(Text excerpt Opens)
As well as resembling the famed cap, there are other aspects of the appearance of liberty caps that you should know about. These features will help you identify them. This species is more or less indistinguishable from Psilocybe pelliculosa. The latter differs in that it has smaller spores.

Liberty Cap Identification

Liberty cap mushroom cap
Liberty Cap Mushroom Cap: The cap of Psilocybe semilanceata is 5-30 mm in diameter and 6-22 mm tall. They vary in shape from sharply conical to bell-shaped, often with a prominent papilla (the nipple-shaped structure). The cap does not change significantly as the mushroom ages. The cap margin initially rolls inwards, but it unrolls to become straight or even curled upwards as the mushroom matures. Also, the cap is hygrophanous, as it dries out it takes on lighter colors. When moist, the cap is ochre to pale brown to chestnut brown and darker in the center. When dry, the cap is much paler, more like a light yellow-brown color. The caps have a sticky surface when moist.
Liberty Cap Gill: The underside of the mushroom’s cap has between 15 and 27 individual narrow gills, moderately crowded together. Their color is initially pale brown but they become dark gray to purple-brown with a lighter edge as the mushroom matures.
Liberty Cap Stem: A slender yellowish-brown stipe is 4-5 cm long and 1-3.5mm thick. It is typically slightly thicker toward the base.
  • Spores: Liberty cap spores are ellipsoidal and smooth.
  • Taste and Odor: Farinaceous (like freshly ground flour).

Liberty Cap Mushroom Look-Alikes

There are some liberty cap lookalikes you should be aware of. These include Panaeolus semiovatus (the Dung Roundhead), which is usually larger and does not have a pointed cap, and Panaeolina foenisecii (the Brown Mottlegill), which is very similar in color but is usually larger and does not have a pointed cap.

Where Do Liberty Caps Grow?
(Text excerpt Closes)
Work to complete:
[1] According to the liberty cap identification text, how many gills are on the underside of the cap?
[2] Repeat the part of the liberty cap identification text starting with "There are some" and going on through "Liberty Caps Grow?".
[3] Go on with the liberty cap identification text from the point where it stops.
(Stored data Opens)
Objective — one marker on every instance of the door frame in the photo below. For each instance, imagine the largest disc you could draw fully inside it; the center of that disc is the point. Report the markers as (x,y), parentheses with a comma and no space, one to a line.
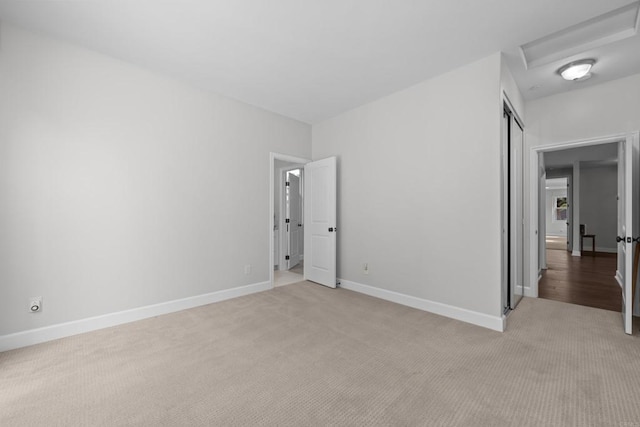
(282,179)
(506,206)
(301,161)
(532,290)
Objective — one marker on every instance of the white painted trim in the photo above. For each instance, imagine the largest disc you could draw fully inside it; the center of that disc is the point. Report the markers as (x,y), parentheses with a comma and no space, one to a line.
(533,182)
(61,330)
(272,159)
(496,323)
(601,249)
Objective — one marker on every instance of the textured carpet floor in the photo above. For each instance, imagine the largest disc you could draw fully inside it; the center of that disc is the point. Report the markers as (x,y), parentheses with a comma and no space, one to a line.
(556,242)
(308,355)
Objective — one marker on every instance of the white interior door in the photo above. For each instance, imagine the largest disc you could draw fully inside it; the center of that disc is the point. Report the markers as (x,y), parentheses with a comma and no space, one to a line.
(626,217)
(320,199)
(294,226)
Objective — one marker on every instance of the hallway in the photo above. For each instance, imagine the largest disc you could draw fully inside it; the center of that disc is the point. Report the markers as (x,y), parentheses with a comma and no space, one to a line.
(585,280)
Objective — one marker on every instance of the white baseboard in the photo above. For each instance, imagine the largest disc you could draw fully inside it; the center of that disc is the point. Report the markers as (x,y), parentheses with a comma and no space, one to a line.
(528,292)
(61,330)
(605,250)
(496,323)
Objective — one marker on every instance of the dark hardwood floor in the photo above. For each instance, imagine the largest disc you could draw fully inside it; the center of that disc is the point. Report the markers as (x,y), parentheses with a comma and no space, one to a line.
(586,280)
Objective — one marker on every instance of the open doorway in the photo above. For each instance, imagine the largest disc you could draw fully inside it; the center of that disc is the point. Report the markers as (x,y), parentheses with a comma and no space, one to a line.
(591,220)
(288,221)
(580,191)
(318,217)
(Stored data Closes)
(Stored data Opens)
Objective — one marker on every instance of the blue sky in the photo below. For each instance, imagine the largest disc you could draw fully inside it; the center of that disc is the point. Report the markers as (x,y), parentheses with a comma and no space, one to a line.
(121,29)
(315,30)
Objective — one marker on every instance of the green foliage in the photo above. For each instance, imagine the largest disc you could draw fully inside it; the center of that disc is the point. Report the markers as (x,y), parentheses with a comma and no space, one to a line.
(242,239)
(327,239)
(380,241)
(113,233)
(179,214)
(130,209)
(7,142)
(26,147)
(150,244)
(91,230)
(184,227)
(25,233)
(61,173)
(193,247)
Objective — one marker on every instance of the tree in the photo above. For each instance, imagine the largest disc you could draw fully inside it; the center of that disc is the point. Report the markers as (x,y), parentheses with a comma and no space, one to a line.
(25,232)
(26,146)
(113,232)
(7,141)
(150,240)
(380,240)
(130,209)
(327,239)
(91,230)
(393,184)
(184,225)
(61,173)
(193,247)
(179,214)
(Stored data Closes)
(Stored data Opens)
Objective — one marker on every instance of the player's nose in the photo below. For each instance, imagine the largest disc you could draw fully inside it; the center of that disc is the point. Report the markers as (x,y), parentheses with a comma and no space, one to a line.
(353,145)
(Stored data Closes)
Results for the exercise:
[1] Between 15 and 27

[2]
There are some liberty cap lookalikes you should be aware of. These include Panaeolus semiovatus (the Dung Roundhead), which is usually larger and does not have a pointed cap, and Panaeolina foenisecii (the Brown Mottlegill), which is very similar in color but is usually larger and does not have a pointed cap.

Where Do Liberty Caps Grow?

[3]
Liberty caps grow solitarily or in groups on rich and acidic soil, usually in grasslands, such as meadows, pastures, or lawns. You can often find these mushrooms in pastures, where sheep and cow dung fertilize the soil. However, the mushrooms do not grow directly on the dung as Psilocybe cubensis mushrooms do.

The Mexican mycologist (and Psilocybe authority) Gastón Guzmán wrote in his 1983 monograph on psilocybin mushrooms that liberty caps are the world’s most widespread psilocybin mushroom species. This is because it is in a large number of countries, with widespread distribution in Europe — where they are thought to be a native species.

One can find liberty caps in the following countries.

  • Austria
  • Belarus
  • Belgium
  • Bulgaria
  • The Channel Islands
  • Czech Republic
  • Denmark
  • Estonia
  • The Faroe Islands
  • Finland
  • France
  • Georgia
  • Germany
  • Greece
  • Hungary
  • Iceland
  • Ireland
  • Italy
  • Latvia
  • Lithuania
  • The Netherlands
  • Norway
  • Poland
  • Russia
  • Slovakia
  • Spain
  • Sweden
  • Switzerland
  • Turkey
  • The United Kingdom
  • Ukraine
  • Pakistan

Liberty caps also have a wide distribution in North America. In Canada, you can find them in British Columbia, New Brunswick, Newfoundland, Nova Scotia, Prince Edward Island, Ontario, and Quebec.

In the U.S., liberty caps most commonly grow in the Pacific Northwest, west of the Cascade Mountains. They grow abundantly in autumn and early winter in these locations. Are these mushrooms found at all in the South? Do liberty caps grow in Florida, for instance? The answer to both questions is no, unfortunately, although other psychedelic mushrooms can be found in Florida and elsewhere in the South.

The species is much less common in South America, with the mushroom being found in Chile. It is found in Tasmania and New Zealand, where it can be found growing from high-altitude grasslands to sea level.

A Potent Psilocybin Mushroom

Liberty caps are one of the most potent psilocybin mushrooms that exist.

The German chemist Jochen Gartz, in 1993, reported an average of 1 percent psilocybin in dried specimens of Psilocybe semilanceata, ranging from at least 0.2 percent to a maximum of 2.37 percent (the highest psilocybin concentration reported for a mushroom).

On average, Psilocybe azurenscens (considered the most potent psilocybin mushroom) contains more psilocybin (1.78 percent). Smaller specimens of liberty caps usually have the highest concentrations of psilocybin. However, the absolute amount is higher in larger mushrooms.

It’s important to be aware of the high potency of liberty caps before deciding to consume them. One needs to consume a lower dosage of liberty caps in comparison to Psilocybe cubensis in order to reach the same intensity of subjective effects.

So, you may be wondering how many liberty caps to eat if you want a light, medium, or strong trip. We would generally recommend 0.5-1 g, 1-2 g, and 2-4 g, respectively.

Common FAQs About Liberty Caps

How to grow liberty cap mushrooms.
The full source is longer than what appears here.